WRITTEN EXERCISE →
Restate the entire listing word for word.

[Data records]
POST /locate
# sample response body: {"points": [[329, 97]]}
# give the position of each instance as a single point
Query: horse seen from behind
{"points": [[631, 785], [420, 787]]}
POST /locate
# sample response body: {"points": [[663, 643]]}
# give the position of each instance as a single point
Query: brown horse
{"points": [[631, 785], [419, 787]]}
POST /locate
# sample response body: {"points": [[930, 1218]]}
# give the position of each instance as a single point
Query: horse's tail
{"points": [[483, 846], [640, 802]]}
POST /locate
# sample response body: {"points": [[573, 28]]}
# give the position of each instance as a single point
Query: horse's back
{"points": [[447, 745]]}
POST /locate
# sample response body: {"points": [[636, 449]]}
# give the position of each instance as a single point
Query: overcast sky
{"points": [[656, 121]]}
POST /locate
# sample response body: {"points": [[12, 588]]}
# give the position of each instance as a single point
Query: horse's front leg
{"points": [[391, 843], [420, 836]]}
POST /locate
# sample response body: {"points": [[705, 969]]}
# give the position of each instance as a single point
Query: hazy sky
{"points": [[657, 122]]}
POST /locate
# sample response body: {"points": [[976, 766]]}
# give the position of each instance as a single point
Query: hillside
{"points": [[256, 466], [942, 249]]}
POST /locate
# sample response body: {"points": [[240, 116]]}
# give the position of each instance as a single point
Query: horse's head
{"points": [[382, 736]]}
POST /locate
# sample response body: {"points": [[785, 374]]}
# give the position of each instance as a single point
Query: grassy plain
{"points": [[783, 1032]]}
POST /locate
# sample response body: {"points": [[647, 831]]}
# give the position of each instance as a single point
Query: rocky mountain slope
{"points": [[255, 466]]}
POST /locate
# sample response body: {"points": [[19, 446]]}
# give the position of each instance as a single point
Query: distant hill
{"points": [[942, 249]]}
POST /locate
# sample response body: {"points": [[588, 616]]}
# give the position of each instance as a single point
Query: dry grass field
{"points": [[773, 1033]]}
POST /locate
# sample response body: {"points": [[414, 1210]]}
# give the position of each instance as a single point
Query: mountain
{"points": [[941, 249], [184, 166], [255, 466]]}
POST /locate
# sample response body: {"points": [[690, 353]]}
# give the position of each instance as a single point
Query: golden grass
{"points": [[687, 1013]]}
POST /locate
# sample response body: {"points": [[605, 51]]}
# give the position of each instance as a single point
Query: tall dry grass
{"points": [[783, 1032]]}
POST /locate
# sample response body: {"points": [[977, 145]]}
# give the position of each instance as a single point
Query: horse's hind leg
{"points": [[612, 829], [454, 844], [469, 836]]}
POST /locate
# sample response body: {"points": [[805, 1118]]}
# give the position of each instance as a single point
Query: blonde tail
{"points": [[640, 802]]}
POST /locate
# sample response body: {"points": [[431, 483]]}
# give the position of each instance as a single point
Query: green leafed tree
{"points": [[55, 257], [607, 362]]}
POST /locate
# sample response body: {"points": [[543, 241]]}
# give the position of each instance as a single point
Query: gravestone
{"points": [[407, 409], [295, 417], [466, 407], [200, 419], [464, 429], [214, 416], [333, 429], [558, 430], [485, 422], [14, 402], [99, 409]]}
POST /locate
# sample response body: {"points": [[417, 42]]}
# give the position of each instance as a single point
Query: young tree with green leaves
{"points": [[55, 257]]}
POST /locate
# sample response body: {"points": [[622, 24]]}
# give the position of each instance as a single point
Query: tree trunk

SOLUTION FOR THIS TASK →
POST /locate
# sample response body: {"points": [[329, 97]]}
# give the position of each instance as a single point
Query: horse seen from behind
{"points": [[631, 785], [420, 787]]}
POST /locate
# sample response body: {"points": [[663, 643]]}
# give the position of each instance as a single point
Query: brown horse
{"points": [[631, 785], [419, 787]]}
POST /locate
# sample response body: {"points": [[930, 1218]]}
# give the position of each instance as a single point
Query: horse's tail
{"points": [[483, 846], [640, 802]]}
POST /locate
# sample response body: {"points": [[573, 28]]}
# give the position of each instance as a single point
Query: horse's back
{"points": [[447, 745]]}
POST /locate
# sample response body: {"points": [[636, 449]]}
# give the position of each instance as a single point
Query: overcast sky
{"points": [[656, 121]]}
POST /locate
# sample response body: {"points": [[12, 588]]}
# give the position of each instance as a single point
Query: horse's front leg
{"points": [[391, 843], [420, 836]]}
POST /locate
# sample response body: {"points": [[705, 969]]}
# give the position of each instance as a single point
Query: hazy sky
{"points": [[657, 122]]}
POST /locate
# sample response body: {"points": [[976, 766]]}
# give the position of each instance as a single point
Query: hillside
{"points": [[256, 466], [942, 249]]}
POST /locate
# sample response body: {"points": [[240, 116]]}
# give the position of each instance as a single point
Query: horse's head
{"points": [[382, 736]]}
POST /locate
# sample response body: {"points": [[785, 374]]}
# give the position of each instance as a single point
Query: grassy plain
{"points": [[783, 1032]]}
POST /locate
# sample response body: {"points": [[647, 831]]}
# give the position of each instance as a single point
Query: rocky mountain slope
{"points": [[255, 466]]}
POST /locate
# sample response body: {"points": [[19, 446]]}
# give the position of each instance as a single point
Query: distant hill
{"points": [[942, 249]]}
POST /locate
# sample response body: {"points": [[588, 616]]}
# give the position of each instance as a single point
Query: dry grass field
{"points": [[773, 1033]]}
POST /locate
# sample response body: {"points": [[414, 1210]]}
# give the position of each instance as a single point
Query: mountain
{"points": [[941, 249], [184, 166], [255, 466]]}
POST /locate
# sample response body: {"points": [[690, 353]]}
# give the position of each instance as a single point
Query: golden grass
{"points": [[687, 1013]]}
POST /locate
# sample response body: {"points": [[605, 51]]}
# give the position of each instance as a single point
Query: tall dry grass
{"points": [[783, 1032]]}
POST /locate
# sample response body: {"points": [[977, 145]]}
# give the position of each instance as a single point
Query: horse's hind leg
{"points": [[612, 829], [454, 844], [469, 836]]}
POST /locate
# sample response body: {"points": [[805, 1118]]}
# give the position of each instance as a single point
Query: blonde tail
{"points": [[640, 802]]}
POST /locate
# sample response body: {"points": [[431, 483]]}
# give the position of each instance as a single point
Query: green leafed tree
{"points": [[55, 257], [607, 362]]}
POST /locate
# sample response body: {"points": [[543, 241]]}
# give the position of each instance as a single point
Query: gravestone
{"points": [[407, 409], [295, 417], [466, 407], [200, 419], [464, 429], [214, 416], [333, 429], [558, 430], [485, 422], [14, 402], [99, 409]]}
POST /locate
# sample response body: {"points": [[417, 42]]}
# give the position of each instance as a single point
Query: young tree with green leaves
{"points": [[55, 257]]}
POST /locate
# sample response body: {"points": [[622, 24]]}
# give the position of each instance as a single point
Query: tree trunk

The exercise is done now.